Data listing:
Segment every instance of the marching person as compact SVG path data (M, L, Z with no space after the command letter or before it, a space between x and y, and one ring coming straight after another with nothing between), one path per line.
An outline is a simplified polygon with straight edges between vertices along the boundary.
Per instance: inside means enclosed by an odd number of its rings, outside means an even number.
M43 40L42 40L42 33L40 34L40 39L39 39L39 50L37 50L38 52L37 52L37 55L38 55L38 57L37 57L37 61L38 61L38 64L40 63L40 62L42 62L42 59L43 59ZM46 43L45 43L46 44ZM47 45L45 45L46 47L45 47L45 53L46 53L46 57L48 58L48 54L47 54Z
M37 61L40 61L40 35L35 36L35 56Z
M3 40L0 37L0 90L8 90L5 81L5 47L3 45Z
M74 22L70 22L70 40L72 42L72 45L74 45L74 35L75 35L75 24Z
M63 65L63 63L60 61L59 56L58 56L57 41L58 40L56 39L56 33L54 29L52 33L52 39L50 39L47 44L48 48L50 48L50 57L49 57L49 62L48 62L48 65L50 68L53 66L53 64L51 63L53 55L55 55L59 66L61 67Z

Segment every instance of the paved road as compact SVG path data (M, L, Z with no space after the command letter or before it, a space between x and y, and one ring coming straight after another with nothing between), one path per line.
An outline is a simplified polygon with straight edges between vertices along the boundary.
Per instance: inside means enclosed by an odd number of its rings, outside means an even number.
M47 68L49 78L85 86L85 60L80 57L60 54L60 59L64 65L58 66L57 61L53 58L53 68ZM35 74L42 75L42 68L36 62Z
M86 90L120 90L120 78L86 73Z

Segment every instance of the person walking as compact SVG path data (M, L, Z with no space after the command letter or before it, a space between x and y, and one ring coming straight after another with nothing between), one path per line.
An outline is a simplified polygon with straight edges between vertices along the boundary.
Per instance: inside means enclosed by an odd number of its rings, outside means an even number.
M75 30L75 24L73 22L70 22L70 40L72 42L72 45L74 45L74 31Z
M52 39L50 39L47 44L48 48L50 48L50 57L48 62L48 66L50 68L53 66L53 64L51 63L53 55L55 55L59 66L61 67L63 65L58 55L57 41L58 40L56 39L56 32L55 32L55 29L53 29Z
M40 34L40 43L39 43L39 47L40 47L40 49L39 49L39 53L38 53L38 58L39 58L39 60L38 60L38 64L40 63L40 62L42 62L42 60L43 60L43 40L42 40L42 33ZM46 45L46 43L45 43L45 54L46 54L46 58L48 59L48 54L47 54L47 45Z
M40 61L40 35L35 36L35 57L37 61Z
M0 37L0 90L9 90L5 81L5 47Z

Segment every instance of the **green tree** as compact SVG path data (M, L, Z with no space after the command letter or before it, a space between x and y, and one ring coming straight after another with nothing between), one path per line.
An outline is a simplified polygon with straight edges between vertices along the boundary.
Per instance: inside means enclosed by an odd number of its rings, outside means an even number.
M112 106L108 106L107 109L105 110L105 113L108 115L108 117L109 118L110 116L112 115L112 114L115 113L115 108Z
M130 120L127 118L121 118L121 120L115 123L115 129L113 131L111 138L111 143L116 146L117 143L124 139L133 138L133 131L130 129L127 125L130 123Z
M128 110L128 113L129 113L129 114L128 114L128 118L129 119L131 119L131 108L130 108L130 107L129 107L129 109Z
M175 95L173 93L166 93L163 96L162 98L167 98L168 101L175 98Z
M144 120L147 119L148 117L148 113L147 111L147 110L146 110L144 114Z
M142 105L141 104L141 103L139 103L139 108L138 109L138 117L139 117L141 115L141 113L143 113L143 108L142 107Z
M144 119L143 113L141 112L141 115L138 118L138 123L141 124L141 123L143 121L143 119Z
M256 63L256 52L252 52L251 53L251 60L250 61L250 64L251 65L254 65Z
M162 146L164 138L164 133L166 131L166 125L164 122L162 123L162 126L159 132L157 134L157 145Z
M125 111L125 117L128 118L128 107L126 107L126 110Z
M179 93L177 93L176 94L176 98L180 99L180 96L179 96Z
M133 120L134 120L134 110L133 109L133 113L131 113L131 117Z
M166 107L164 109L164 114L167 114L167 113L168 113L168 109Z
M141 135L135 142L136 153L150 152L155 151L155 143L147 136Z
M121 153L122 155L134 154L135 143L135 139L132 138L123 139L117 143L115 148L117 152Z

### Your instructions
Quote all of the records above line for line, with no changes and nothing left out.

### Exercise solution
Segment every instance of the marching person as compact SVG path data (M, L, Z with no space after the command letter or before it, a space between x and y, and one ring coming straight after another with nothing between), one path per line.
An outline is a simplified polygon with straight edges between vertices along the boundary.
Per instance: inside means enclosed by an odd number of its rings, outside means an even number.
M43 40L42 40L42 33L40 34L40 39L39 39L39 50L37 50L38 52L37 52L37 55L38 55L38 57L37 57L37 61L38 61L38 64L40 63L40 62L42 62L42 59L43 59ZM46 43L45 43L46 44ZM47 45L45 45L46 47L45 47L45 53L46 53L46 57L48 58L48 54L47 54Z
M37 61L40 61L40 35L35 36L35 56Z
M3 40L0 37L0 90L8 90L5 81L5 47L3 45Z
M74 22L70 22L70 40L72 42L72 45L74 45L74 35L75 35L75 24Z
M63 65L63 63L60 61L59 56L58 56L57 41L58 40L56 39L56 33L54 29L52 33L52 39L50 39L47 44L48 48L50 48L50 57L49 57L49 62L48 62L48 65L50 68L53 66L53 64L51 63L53 55L55 55L59 66L61 67Z

Segment every instance of the paved road as compact SVG path data (M, L, Z with no space after the command letter or before it, a space between x and y, and one ring coming straight after another with nothing between), one path per line.
An outline is a simplified polygon with straight edges between vertices along the boundary.
Per instance: inside means enclosed by an odd number of its rings, outside means an even number.
M47 68L49 78L85 86L85 60L80 57L60 54L60 59L64 65L58 66L57 61L53 58L53 68ZM35 74L42 75L42 68L36 62Z
M86 90L120 90L120 78L86 73Z

Segment every instance of the person walking as compact SVG path data (M, L, Z with no space after the command letter or before it, a space between x and y, and one ring coming straight after another with nothing between), one path per line.
An outline is a simplified polygon with straight edges between vertices along the boundary.
Per instance: inside means enclosed by an odd number of its rings, outside means an even number.
M75 30L75 24L73 22L70 22L70 40L72 42L72 45L74 45L74 31Z
M52 39L50 39L47 44L48 48L50 48L50 57L48 62L48 66L50 68L53 66L53 64L51 63L53 55L55 55L59 66L61 67L63 65L58 55L57 41L58 40L56 39L56 32L55 32L55 29L53 29Z
M40 34L40 43L39 43L39 47L40 47L40 49L39 49L39 53L38 53L38 58L39 58L39 60L38 60L38 64L40 63L40 62L42 62L42 60L43 60L43 40L42 40L42 33ZM46 45L46 43L45 43L45 54L46 54L46 58L48 59L48 54L47 54L47 45Z
M40 61L40 35L35 36L35 57L37 61Z
M0 37L0 90L9 90L5 81L5 47Z

Segment every instance of the **green tree** as compact SVG path data (M, L, Z with no space after the command letter or before it, a space between x and y, and one ring coming straight after another with nothing between), one path per line.
An outline is a simplified polygon with straight edges between vertices along the boundary.
Per instance: inside means enclosed by an odd number of its rings, outside means an even number.
M112 106L108 106L107 109L105 110L105 113L108 115L108 117L109 118L110 116L112 115L112 114L115 113L115 108Z
M130 120L127 118L121 118L121 120L115 123L115 129L113 131L111 138L111 143L116 146L117 143L124 139L133 138L133 131L130 129L127 125L130 123Z
M128 110L128 113L129 113L129 114L128 114L128 118L129 119L131 119L131 108L130 108L130 107L129 107L129 109Z
M175 95L173 93L166 93L163 96L162 98L167 98L168 101L175 98Z
M144 120L147 119L148 117L148 113L147 111L147 110L146 110L144 114Z
M142 105L141 104L141 103L139 103L139 108L138 109L138 117L139 117L141 115L141 113L143 113L143 108L142 107Z
M144 119L143 113L141 112L141 115L138 118L138 123L141 124L141 123L143 121L143 119Z
M256 63L256 52L252 52L251 53L251 60L250 61L250 64L251 65L254 65Z
M162 146L164 138L164 133L166 131L166 125L164 122L162 123L162 126L159 132L157 134L157 145Z
M125 111L125 117L128 118L128 107L126 107L126 110Z
M179 93L177 93L176 94L176 98L180 99L180 96L179 96Z
M133 120L134 120L134 110L133 109L133 113L131 113L131 117Z
M166 107L164 109L164 114L167 114L167 113L168 113L168 109Z
M141 135L135 142L136 153L150 152L155 151L155 143L147 136Z
M121 153L122 155L134 154L135 143L135 139L132 138L123 139L117 143L115 148L117 152Z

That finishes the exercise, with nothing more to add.